(Dataset items)

──────────

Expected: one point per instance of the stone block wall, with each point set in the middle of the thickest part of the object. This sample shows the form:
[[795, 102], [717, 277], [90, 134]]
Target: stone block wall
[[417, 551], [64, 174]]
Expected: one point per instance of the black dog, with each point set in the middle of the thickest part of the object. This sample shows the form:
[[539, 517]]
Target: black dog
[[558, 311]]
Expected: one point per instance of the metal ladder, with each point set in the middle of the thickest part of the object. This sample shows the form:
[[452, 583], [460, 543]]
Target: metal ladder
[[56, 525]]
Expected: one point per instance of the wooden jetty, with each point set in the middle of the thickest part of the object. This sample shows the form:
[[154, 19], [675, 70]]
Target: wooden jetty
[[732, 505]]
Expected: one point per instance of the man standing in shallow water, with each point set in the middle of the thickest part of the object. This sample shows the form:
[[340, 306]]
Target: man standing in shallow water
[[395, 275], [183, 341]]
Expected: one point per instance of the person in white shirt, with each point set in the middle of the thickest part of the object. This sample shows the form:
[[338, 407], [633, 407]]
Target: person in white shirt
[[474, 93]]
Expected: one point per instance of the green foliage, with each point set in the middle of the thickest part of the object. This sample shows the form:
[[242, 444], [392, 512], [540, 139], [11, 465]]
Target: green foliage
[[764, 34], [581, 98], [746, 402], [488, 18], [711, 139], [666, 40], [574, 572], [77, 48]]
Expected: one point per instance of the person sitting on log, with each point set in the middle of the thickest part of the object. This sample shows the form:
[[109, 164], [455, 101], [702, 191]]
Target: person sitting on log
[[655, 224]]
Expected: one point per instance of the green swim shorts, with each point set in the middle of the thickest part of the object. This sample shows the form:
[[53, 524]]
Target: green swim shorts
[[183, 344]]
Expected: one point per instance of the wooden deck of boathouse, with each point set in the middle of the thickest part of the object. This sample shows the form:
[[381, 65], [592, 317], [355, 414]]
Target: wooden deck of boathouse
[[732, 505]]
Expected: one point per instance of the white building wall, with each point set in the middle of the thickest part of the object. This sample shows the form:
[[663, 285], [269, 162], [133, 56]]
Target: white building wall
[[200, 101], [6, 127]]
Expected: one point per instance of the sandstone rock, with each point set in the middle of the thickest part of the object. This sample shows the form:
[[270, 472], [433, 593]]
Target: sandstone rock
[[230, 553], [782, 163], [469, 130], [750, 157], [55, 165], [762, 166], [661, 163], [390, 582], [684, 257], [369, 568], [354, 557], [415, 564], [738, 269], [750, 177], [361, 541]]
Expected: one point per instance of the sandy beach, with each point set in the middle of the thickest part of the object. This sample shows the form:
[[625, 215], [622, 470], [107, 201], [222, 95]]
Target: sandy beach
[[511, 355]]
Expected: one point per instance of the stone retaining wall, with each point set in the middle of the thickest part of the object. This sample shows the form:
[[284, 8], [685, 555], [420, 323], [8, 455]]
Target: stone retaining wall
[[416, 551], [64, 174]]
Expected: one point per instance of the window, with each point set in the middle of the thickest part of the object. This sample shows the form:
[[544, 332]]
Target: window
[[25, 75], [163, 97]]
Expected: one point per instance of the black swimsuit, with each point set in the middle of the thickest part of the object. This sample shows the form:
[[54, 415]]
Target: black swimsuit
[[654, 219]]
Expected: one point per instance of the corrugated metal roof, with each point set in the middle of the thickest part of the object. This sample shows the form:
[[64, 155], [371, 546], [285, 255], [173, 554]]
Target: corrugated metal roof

──────────

Check each line in the records above for the word "roof". Return those that have it.

Expected: one point per instance of the corrugated metal roof, with each point set in the middle of the thickest part of the object. This sample shows the form:
Target: corrugated metal roof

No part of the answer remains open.